**READING TEXT**:
## START

Why is so much sheet music in the wrong key?

I’ve found that a lot of the guitar stuff is wrong, as well. I often find some simple, hard-rocking tune gets transposed into a bunch of fancy-ass jazz chords that I know damn well the original artist didn’t use. Sucks balls, it does.

The other thing is, along with guitar tabs/chords being wrong, the lyrics are often wrong. It appears that someone for whom English is neither their primary or even known language does the jotting down of lyrics, then EVERY SINGLE M-FING lyric site will have the exact same WRONG lyrics to a given song, along with a bunch of spammy popup horseshit. If I could find out who’s responsible for this, I would go to their house and knock their teeth down the back of their throats. :mad:

When I was doing takedowns, transcriptions, arrangements, etc., one problem that occasionally surfaced when given a tape (usually an open reel) was, “what speed should this be played at?”

The studio recording equipment at the time was highly reliable as to speed consistency, but not speed accuracy. A change of pitch (wow, flutter, long-term drift) was considered intolerable, but if the tape machine was always 1% too fast, nobody seemed to care.

## END

**INSTRUCTION**:
Could you reproduce the whole discussion above about sheet music in the wrong key, word for word?

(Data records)
## START

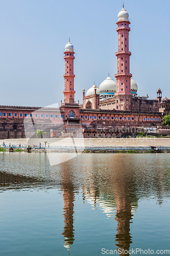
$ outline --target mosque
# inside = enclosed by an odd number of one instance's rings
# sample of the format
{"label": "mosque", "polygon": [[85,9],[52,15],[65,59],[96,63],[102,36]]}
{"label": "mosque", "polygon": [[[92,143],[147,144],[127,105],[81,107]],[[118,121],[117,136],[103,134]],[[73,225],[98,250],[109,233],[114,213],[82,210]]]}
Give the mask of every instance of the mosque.
{"label": "mosque", "polygon": [[[25,138],[35,136],[37,129],[46,131],[46,138],[79,137],[80,130],[85,138],[111,138],[135,136],[148,129],[158,133],[164,115],[170,111],[169,99],[162,100],[159,89],[156,99],[149,100],[137,95],[138,87],[130,73],[129,14],[124,9],[118,14],[117,71],[115,81],[109,74],[98,88],[93,85],[85,93],[83,103],[75,101],[74,46],[69,40],[65,47],[64,101],[60,107],[35,108],[0,106],[0,139]],[[32,126],[31,126],[32,125]],[[33,127],[31,128],[31,127]],[[27,137],[27,136],[26,136]]]}

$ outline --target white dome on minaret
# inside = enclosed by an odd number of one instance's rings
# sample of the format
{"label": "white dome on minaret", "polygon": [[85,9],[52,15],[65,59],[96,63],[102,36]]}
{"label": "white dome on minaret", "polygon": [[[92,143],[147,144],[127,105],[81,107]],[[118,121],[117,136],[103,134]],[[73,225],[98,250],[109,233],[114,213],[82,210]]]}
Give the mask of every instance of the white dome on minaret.
{"label": "white dome on minaret", "polygon": [[124,5],[123,5],[123,8],[122,10],[118,14],[118,22],[120,22],[121,20],[129,20],[129,14],[128,12],[125,10]]}
{"label": "white dome on minaret", "polygon": [[69,41],[69,38],[68,42],[66,44],[65,47],[65,52],[74,52],[74,46]]}
{"label": "white dome on minaret", "polygon": [[131,92],[135,94],[137,94],[137,84],[136,82],[132,79],[131,78]]}

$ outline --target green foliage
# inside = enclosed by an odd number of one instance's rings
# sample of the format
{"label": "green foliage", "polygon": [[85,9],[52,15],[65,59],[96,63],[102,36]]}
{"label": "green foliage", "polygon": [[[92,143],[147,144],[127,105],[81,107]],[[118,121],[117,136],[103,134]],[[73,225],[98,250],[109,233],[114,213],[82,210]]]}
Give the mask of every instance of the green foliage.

## END

**EXPECTED ANSWER**:
Why is so much sheet music in the wrong key?

I’ve found that a lot of the guitar stuff is wrong, as well. I often find some simple, hard-rocking tune gets transposed into a bunch of fancy-ass jazz chords that I know damn well the original artist didn’t use. Sucks balls, it does.

The other thing is, along with guitar tabs/chords being wrong, the lyrics are often wrong. It appears that someone for whom English is neither their primary or even known language does the jotting down of lyrics, then EVERY SINGLE M-FING lyric site will have the exact same WRONG lyrics to a given song, along with a bunch of spammy popup horseshit. If I could find out who’s responsible for this, I would go to their house and knock their teeth down the back of their throats. :mad:

When I was doing takedowns, transcriptions, arrangements, etc., one problem that occasionally surfaced when given a tape (usually an open reel) was, “what speed should this be played at?”

The studio recording equipment at the time was highly reliable as to speed consistency, but not speed accuracy. A change of pitch (wow, flutter, long-term drift) was considered intolerable, but if the tape machine was always 1% too fast, nobody seemed to care.